Nothing is to be altered; the data must be repeated exactly.

(Records excerpted from a collection)

● ● ● ●

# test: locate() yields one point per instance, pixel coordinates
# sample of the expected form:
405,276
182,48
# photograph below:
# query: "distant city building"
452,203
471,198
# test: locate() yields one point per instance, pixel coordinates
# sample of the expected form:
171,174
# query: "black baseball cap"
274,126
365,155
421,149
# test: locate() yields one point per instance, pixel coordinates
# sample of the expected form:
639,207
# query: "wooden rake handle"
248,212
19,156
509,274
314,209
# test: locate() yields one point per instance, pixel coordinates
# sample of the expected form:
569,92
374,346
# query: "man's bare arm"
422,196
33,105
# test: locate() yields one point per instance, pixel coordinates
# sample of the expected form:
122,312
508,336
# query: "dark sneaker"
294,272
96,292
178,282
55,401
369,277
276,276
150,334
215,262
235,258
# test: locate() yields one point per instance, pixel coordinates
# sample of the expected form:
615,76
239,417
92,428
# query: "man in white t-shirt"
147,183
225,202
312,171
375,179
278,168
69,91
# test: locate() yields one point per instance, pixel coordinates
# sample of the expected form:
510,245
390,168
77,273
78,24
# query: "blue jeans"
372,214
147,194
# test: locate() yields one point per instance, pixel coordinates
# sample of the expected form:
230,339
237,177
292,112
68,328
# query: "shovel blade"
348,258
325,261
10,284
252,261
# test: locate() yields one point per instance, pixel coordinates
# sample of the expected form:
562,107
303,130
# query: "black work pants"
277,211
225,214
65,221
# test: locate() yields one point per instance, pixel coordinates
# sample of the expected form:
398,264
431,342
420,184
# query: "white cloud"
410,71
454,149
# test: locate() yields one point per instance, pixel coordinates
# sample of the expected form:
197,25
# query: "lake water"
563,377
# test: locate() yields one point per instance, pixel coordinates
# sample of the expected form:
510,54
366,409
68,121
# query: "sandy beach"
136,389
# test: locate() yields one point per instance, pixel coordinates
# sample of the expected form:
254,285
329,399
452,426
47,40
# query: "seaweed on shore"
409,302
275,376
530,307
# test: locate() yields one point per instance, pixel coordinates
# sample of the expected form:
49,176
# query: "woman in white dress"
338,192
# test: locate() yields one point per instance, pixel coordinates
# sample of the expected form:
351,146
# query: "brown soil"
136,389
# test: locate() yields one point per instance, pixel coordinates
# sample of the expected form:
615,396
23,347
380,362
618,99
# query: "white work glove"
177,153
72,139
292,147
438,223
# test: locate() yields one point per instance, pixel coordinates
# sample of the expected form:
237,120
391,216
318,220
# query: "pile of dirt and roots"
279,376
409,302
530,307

● ● ● ●

Answer space:
# test: locate() yields one point per instance, pixel coordinates
# sample of the expected form:
405,276
182,48
# photograph below:
# query: "distant city building"
452,203
471,198
# test: locate() yields one point per instance, pixel coordinates
# sample of the expected form:
171,174
# query: "black baseball cap"
274,126
365,155
421,149
# test: locate() yields one point per instance, pixel coordinates
# sample of the expected form:
639,207
# query: "wooden rake handle"
248,212
19,156
509,274
314,209
# test: locate() yields one point per instance, pixel coordinates
# sample of the expected form:
569,92
374,346
# query: "man's bare arm"
422,196
33,105
# test: locate() yields one point per instance, pixel coordinates
# sample of the expected form:
122,312
508,336
# query: "dark sneaker"
294,272
96,292
178,282
55,401
369,277
276,276
150,334
215,262
235,258
# test: locate() yields one point per instance, pixel coordinates
# sample of the expected form:
615,76
239,417
92,428
# query: "man in white t-shirt"
147,183
225,202
312,171
375,179
278,168
69,91
# test: locate() yields one point per instance, pixel coordinates
# sample of the expected form:
510,245
390,168
77,273
78,24
# query: "blue jeans"
372,214
147,194
# test: locate() yields one point per instance, pixel coordinates
# sample of the expected form:
230,339
237,177
292,112
68,328
# query: "shovel blade"
348,258
325,261
10,284
252,261
# test: locate() yields one point per instance, pixel coordinates
# sample of the expected form:
562,107
303,130
# query: "black work pants"
277,211
225,214
65,221
# test: locate() yields one point per instance, pixel coordinates
# sample of the expected form:
398,264
431,342
420,184
# query: "white cloud"
410,71
454,149
# test: locate() yields one point per instance, pixel coordinates
# sample of the expected form:
197,25
# query: "lake water"
563,377
# test: locate() yields one point per instance, pixel coordinates
# sample of the expected form:
510,54
366,409
68,121
# query: "sandy beach"
136,389
# test: locate() yields one point per instance, pixel coordinates
# sample of the expected form:
254,285
329,399
452,426
47,40
# query: "seaweed on shore"
409,302
275,376
530,307
# test: locate() yields one point per instance, pixel coordinates
# sample of the expected form:
49,176
# query: "woman in white dress"
338,192
# test: locate() yields one point per instance, pixel coordinates
# sample of the expected form:
351,146
# query: "brown soil"
136,389
# test: locate() yields one point per instance, pixel coordinates
# sample of the expected form:
615,396
23,347
380,362
618,99
# query: "white work glove"
177,153
72,139
292,147
438,223
# test: locate() yields one point per instance, pixel coordinates
# sample of the expected form:
237,120
391,216
318,220
# query: "pile of dirt and roots"
279,376
409,302
530,307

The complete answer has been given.